▶ **SET TASK**: Print the listing below in its entirety, character for character.

▶ **RECORDS FOR THE TASK**:
# # # #
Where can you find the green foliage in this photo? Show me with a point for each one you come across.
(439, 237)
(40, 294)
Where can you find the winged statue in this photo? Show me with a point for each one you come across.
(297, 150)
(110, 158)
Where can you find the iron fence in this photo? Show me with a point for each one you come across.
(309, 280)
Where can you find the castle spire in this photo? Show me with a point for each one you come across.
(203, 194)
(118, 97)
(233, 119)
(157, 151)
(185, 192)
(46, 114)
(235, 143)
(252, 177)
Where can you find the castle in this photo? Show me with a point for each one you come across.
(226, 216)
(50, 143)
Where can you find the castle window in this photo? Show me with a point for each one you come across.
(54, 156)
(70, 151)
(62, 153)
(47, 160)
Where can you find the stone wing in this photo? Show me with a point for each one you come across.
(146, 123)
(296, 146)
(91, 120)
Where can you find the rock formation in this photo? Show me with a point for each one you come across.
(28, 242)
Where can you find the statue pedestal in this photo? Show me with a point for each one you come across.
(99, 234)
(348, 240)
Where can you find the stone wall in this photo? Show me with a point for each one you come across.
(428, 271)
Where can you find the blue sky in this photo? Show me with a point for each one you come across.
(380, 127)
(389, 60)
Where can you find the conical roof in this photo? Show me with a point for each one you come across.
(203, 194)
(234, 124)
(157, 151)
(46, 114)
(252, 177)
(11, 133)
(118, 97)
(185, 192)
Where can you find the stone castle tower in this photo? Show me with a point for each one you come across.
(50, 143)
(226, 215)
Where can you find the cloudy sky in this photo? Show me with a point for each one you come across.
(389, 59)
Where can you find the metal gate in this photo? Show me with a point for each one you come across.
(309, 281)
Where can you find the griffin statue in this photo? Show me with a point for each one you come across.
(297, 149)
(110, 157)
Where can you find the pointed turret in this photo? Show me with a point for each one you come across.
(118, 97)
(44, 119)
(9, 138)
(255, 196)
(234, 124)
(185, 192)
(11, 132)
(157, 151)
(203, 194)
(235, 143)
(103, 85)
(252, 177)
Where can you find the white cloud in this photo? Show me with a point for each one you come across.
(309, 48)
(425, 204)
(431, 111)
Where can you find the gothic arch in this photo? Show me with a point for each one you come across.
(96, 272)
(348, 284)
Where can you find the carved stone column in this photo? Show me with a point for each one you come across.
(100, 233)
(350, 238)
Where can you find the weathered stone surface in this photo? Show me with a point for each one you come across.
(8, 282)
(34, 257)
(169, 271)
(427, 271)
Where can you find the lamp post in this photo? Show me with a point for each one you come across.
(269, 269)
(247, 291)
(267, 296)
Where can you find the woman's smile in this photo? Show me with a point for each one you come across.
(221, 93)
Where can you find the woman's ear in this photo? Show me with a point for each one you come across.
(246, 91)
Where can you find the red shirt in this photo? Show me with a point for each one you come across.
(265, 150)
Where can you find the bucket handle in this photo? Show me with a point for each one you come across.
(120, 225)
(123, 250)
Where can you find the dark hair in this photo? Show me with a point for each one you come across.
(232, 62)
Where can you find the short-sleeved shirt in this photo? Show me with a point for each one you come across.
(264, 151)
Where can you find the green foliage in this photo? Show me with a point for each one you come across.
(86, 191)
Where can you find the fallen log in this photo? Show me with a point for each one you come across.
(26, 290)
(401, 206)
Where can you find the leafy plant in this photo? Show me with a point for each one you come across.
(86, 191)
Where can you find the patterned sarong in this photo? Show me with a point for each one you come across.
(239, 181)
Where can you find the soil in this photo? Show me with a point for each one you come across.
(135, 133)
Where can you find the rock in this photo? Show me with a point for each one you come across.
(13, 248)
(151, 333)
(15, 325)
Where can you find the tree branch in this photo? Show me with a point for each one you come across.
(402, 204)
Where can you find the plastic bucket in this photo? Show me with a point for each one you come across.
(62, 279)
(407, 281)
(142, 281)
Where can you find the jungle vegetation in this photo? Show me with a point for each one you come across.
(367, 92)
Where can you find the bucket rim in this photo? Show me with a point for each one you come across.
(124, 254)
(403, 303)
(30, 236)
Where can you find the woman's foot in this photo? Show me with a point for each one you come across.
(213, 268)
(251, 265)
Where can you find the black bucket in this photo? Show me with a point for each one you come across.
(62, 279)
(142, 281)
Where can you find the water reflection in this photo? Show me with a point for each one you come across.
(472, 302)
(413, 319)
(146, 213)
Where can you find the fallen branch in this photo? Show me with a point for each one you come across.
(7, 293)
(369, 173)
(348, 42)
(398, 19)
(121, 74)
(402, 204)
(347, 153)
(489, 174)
# # # #
▶ **TASK OUTPUT**:
Where can you find the green foliage in this photo? Show me with a point for each one you come across.
(439, 237)
(40, 294)
Where can you find the winged statue in this photo? Show me with a point for each one you come across.
(297, 150)
(110, 158)
Where can you find the iron fence in this photo? Show me with a point for each one you come across.
(309, 280)
Where can you find the castle spire in this photo? Show me with a point for each one you come across.
(203, 194)
(118, 97)
(233, 119)
(157, 151)
(185, 192)
(46, 114)
(235, 143)
(252, 177)
Where can you find the castle in this photo? Show me with a point for each one you come across.
(226, 216)
(50, 143)
Where can you find the castle window in this photo? Show me with a point for each one you come across.
(54, 156)
(70, 151)
(62, 153)
(47, 160)
Where can you find the stone wing in this photo? Show me with a point for each one you come across.
(146, 123)
(296, 146)
(91, 120)
Where can you find the rock formation in this photo? Show me with a point for each one you come across.
(28, 242)
Where can you find the statue pedestal in this photo? Show me with a point for each one you come across.
(99, 234)
(348, 240)
Where can you find the stone wall in this photo? Show me with a point for each one you come across.
(428, 271)
Where can you find the blue sky in this photo? Show me with a point for each one you come across.
(380, 127)
(389, 60)
Where can you find the conical roof in this photo? Show me with a point for each one you come across.
(203, 194)
(234, 124)
(157, 151)
(46, 114)
(252, 177)
(11, 133)
(118, 97)
(185, 192)
Where can you find the stone castle tower in this photo? Show me with a point for each one you come across.
(50, 143)
(226, 215)
Where can you find the cloudy sky in this photo? Show me with a point for each one you come across.
(389, 59)
Where can you find the metal gate in this photo? Show me with a point for each one you come across.
(309, 281)
Where can you find the griffin statue in this photo? Show me with a point for each one you come across.
(297, 149)
(110, 157)
Where can you find the pointed turret in this photo? Show me with a point for each one you come across.
(118, 97)
(44, 119)
(9, 138)
(255, 196)
(234, 124)
(185, 192)
(11, 132)
(157, 151)
(203, 194)
(235, 143)
(103, 85)
(252, 177)
Where can you find the white cloud in this photo? Show me with a point for each one you come across.
(309, 48)
(425, 204)
(431, 111)
Where can you find the gothic arch in this photo? Show me with a point for each one you come across.
(96, 272)
(348, 284)
Where can you find the carved stone column in this photo? Show me with a point for each one you come across.
(100, 233)
(350, 238)
Where can you find the weathered stone surface in this photo? Show me with a point for each one you come across.
(8, 282)
(34, 257)
(169, 271)
(427, 271)
Where can you find the lamp post in this photo? Show me with a point for each one you come across.
(269, 269)
(247, 291)
(267, 296)
Where can you find the woman's smile in this photo? Show me with a point for each one you come across.
(221, 93)
Where can you find the woman's ear in this photo? Show me with a point for each one you come across.
(246, 91)
Where can you find the red shirt in this photo? Show me with a point for each one you come across.
(265, 150)
Where can you find the bucket handle in this photo? Show me with a point for each one you come across.
(120, 225)
(123, 250)
Where can you find the dark hair in this photo? Show me with a point for each one you come across.
(232, 62)
Where can you find the short-sleeved shirt in this photo? Show me with a point for each one you come across.
(264, 151)
Where can you find the green foliage in this photo? Show me with a point for each one you come across.
(86, 191)
Where can you find the fallen log in this photo? Show me with a point for each one you come across.
(26, 290)
(401, 206)
Where can you find the leafy plant in this photo? Show me with a point for each one you come across.
(86, 191)
Where can you find the patterned sarong in this photo? Show me with a point for each one you come across.
(239, 181)
Where can you find the soil in this photo? Show me with a point for each one you come across.
(135, 133)
Where can you find the rock in this photo? Show me with a point for each one you come across.
(13, 248)
(151, 333)
(15, 325)
Where can you find the tree branch in this photo? Show me with a point for each one you come across.
(402, 204)
Where can you find the plastic bucket in this photo? Show me with a point for each one you come across.
(62, 279)
(407, 281)
(142, 281)
Where can you find the jungle vegetation in this photo? Show me with a point for each one you come across.
(367, 92)
Where can you find the bucket rim in this photo? Show me with a point for each one you come across.
(124, 254)
(403, 303)
(30, 236)
Where can you find the woman's foot in this photo? Show me with a point for each one you come across.
(213, 268)
(251, 265)
Where can you find the black bucket in this photo? Show me with a point for each one you come across.
(62, 279)
(142, 281)
Where can you find the water reflection in this photo? Show me with a point for each one you come across.
(472, 302)
(413, 319)
(146, 213)
Where can you find the fallen branch in this photo? Show me with a point for each one you come across.
(7, 293)
(369, 173)
(348, 42)
(398, 19)
(121, 74)
(402, 204)
(347, 153)
(489, 174)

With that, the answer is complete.